(Stored data)
——————————

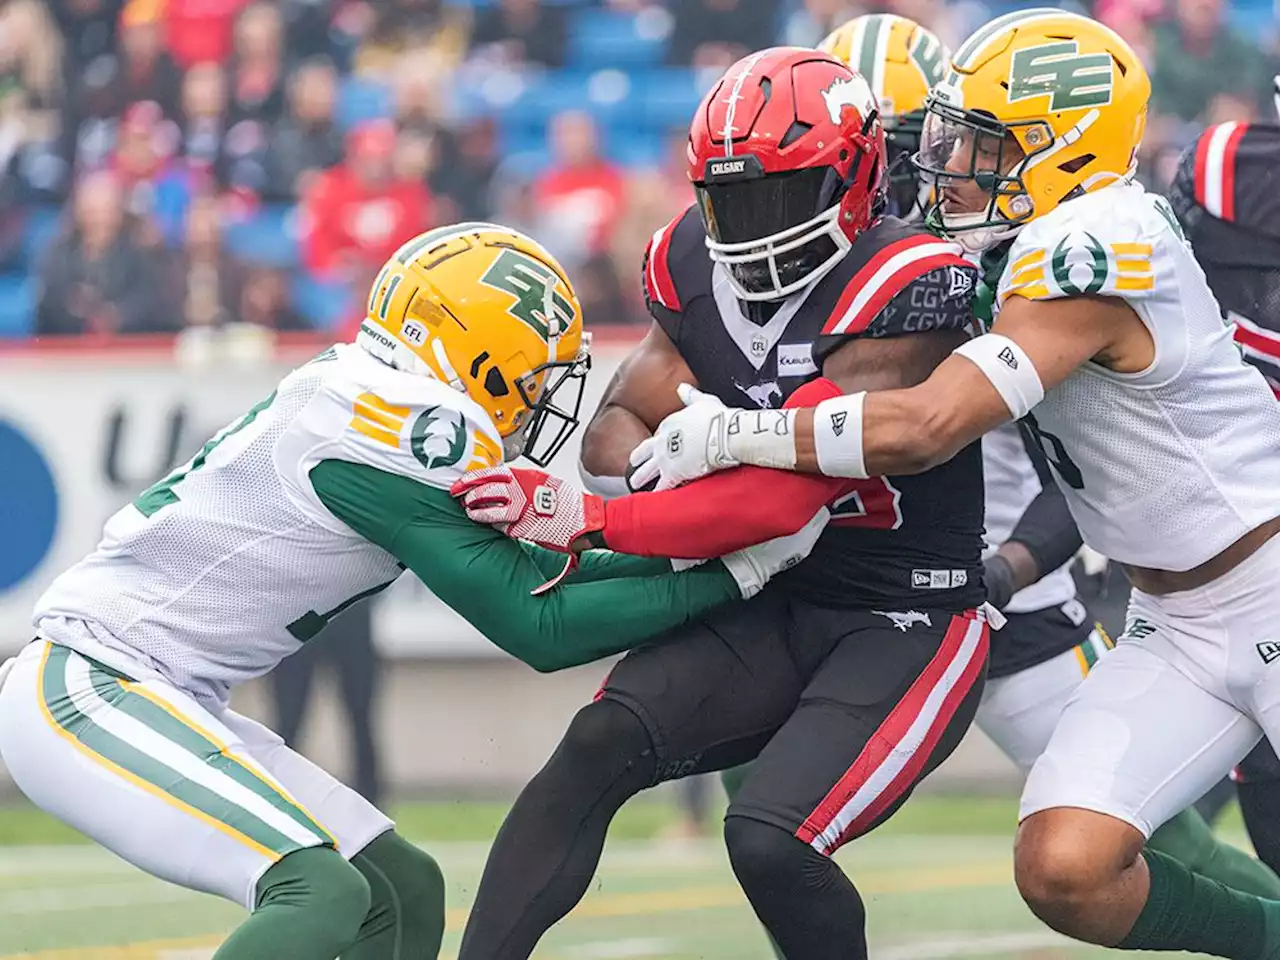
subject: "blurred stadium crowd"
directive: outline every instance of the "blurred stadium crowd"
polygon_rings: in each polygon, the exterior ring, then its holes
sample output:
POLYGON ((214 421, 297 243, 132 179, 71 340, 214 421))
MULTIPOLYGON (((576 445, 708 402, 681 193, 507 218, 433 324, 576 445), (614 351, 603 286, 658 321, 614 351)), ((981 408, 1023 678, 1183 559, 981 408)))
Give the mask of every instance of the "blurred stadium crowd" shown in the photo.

——————————

* _What the task requires_:
Count the lines above that contain "every", and give only the number.

* _Finished task_:
2